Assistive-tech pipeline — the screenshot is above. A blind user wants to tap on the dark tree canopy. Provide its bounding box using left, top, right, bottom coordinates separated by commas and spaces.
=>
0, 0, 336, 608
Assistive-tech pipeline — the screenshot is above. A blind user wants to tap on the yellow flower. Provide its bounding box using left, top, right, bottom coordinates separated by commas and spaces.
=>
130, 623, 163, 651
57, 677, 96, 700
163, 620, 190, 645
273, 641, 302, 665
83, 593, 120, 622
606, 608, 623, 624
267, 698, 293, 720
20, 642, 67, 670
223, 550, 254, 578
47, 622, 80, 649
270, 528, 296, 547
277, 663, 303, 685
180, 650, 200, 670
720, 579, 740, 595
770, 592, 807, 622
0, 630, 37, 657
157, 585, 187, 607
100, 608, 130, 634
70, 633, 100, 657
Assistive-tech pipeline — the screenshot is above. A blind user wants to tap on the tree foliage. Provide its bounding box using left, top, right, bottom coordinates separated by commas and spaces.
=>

* * *

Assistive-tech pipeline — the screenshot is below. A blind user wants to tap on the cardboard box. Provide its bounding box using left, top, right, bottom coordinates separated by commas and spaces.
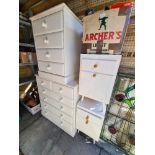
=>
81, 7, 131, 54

Task objective
Please copy out, word for word, the rows from the line containing "on the yellow" to the line containing "70, 633, 100, 657", including both of those lines.

Written reply
Assistive-tech pipeline — the screenshot is above. A blind user wants to tap on the yellow flower. Provide its bounding box using left, top, right, bottom coordinates separated by commas and spaces.
=>
130, 623, 163, 651
57, 677, 96, 700
163, 620, 190, 645
273, 641, 302, 665
83, 593, 120, 622
606, 608, 623, 624
267, 698, 293, 720
20, 642, 67, 670
223, 550, 254, 578
47, 622, 80, 649
270, 528, 296, 547
277, 663, 303, 685
180, 650, 200, 670
720, 579, 740, 595
770, 592, 807, 622
0, 630, 37, 657
157, 585, 187, 607
100, 608, 130, 634
70, 633, 100, 657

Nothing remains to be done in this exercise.